### GIVEN TEXT
___
MIT Robot Learns the Game of Jenga

MIT news writes that teaching a robot to play Jenga with traditional machine learning schemes require 10s of thousands of tested attempts — not too bad until you consider the number of human hours it would take to build 54 blocks in perfect perpendicular 3 X 3 stacks 10s of thousands of times. however, the engineers at MIT have found a short cut around all that.

The robot, developed by MIT engineers, is equipped with a soft-pronged gripper, a force-sensing wrist cuff, and an external camera, all of which it uses to see and feel the tower and its individual blocks.

As the robot carefully pushes against a block, a computer takes in visual and tactile feedback from its camera and cuff and compares these measurements to moves that the robot previously made. It also considers the outcomes of those moves — specifically, whether a block, in a certain configuration and pushed with a certain amount of force, was successfully extracted or not. In real-time, the robot then “learns” whether to keep pushing or move to a new block, in order to keep the tower from falling.

Details of the Jenga-playing robot are published today in the journal Science Robotics. Alberto Rodriguez, the Walter Henry Gale Career Development Assistant Professor in the Department of Mechanical Engineering at MIT, says the robot demonstrates something that’s been tricky to attain in previous systems: the ability to quickly learn the best way to carry out a task, not just from visual cues, as it is commonly studied today, but also from tactile, physical interactions.
___
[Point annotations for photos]
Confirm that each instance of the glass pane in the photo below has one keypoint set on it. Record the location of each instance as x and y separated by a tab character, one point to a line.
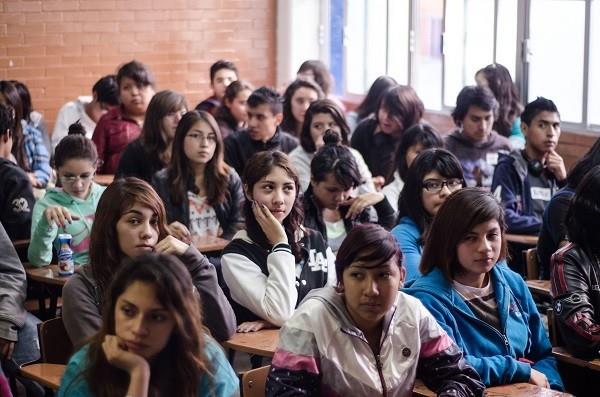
506	38
355	46
398	18
427	77
594	81
557	49
469	43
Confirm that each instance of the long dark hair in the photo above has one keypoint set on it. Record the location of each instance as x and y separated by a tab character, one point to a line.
583	217
460	213
161	104
410	202
216	172
119	196
260	165
177	368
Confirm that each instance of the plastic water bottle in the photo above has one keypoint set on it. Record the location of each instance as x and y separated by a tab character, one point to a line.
66	266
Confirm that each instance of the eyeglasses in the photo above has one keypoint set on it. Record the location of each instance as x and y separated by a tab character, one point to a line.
436	185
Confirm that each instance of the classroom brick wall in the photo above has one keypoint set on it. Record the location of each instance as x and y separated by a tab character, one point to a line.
59	48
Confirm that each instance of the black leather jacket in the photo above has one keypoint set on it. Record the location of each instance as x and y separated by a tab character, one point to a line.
576	290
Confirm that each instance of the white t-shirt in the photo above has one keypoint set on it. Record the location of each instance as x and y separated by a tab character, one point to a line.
203	218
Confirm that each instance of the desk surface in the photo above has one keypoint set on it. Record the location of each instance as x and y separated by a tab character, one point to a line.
521	238
262	343
513	390
46	274
48	375
209	243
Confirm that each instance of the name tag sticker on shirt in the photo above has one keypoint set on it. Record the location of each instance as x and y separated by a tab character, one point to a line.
541	193
491	158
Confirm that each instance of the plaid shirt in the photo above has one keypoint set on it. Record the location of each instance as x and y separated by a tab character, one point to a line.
37	154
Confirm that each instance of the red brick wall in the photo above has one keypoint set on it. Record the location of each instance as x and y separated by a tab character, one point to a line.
59	48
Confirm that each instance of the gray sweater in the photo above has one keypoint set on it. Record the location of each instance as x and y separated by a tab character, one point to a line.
82	303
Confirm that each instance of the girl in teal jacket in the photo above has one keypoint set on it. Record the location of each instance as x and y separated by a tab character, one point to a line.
482	304
69	209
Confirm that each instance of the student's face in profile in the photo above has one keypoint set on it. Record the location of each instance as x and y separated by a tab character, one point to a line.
143	325
221	79
76	176
477	124
320	123
170	121
277	191
301	100
200	143
478	253
137	230
237	107
370	292
262	123
432	199
543	132
330	194
135	98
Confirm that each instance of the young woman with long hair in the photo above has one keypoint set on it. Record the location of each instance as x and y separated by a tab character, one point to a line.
202	194
130	221
151	341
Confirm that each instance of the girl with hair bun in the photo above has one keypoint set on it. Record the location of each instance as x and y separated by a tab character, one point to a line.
330	203
70	208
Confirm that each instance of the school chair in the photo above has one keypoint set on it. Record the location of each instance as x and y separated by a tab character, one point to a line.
254	382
___
### INSTRUCTION 1
Write out the passage from the Jenga robot article word for word, starting with "MIT news writes" and going on through "its individual blocks.".
### INSTRUCTION 2
Extend the Jenga robot article past its final sentence with a few more paragraphs in the same style.

### EXERCISE RESULT 1
MIT news writes that teaching a robot to play Jenga with traditional machine learning schemes require 10s of thousands of tested attempts — not too bad until you consider the number of human hours it would take to build 54 blocks in perfect perpendicular 3 X 3 stacks 10s of thousands of times. however, the engineers at MIT have found a short cut around all that.

The robot, developed by MIT engineers, is equipped with a soft-pronged gripper, a force-sensing wrist cuff, and an external camera, all of which it uses to see and feel the tower and its individual blocks.

### EXERCISE RESULT 2
Robot Setup

(A) Physical setup consisting of the robot, Jenga tower, Intel RealSense D415 camera, and ATI Gamma force/torque sensor (mounted at the wrist). (B) Machine intelligence architecture with the learned physics model.

In all, it took the robot just 300 tries to learn the game. granted, it’s poking and prying the blocks and there are many unreasonable friends out there who might call this technique cheating. official rules of jenga says otherwise. this robot is completely in its right to poke and test blocks for ease of extraction before stacking.

Results


A comparison of the performances of the robot using the exploration strategy and the learned model.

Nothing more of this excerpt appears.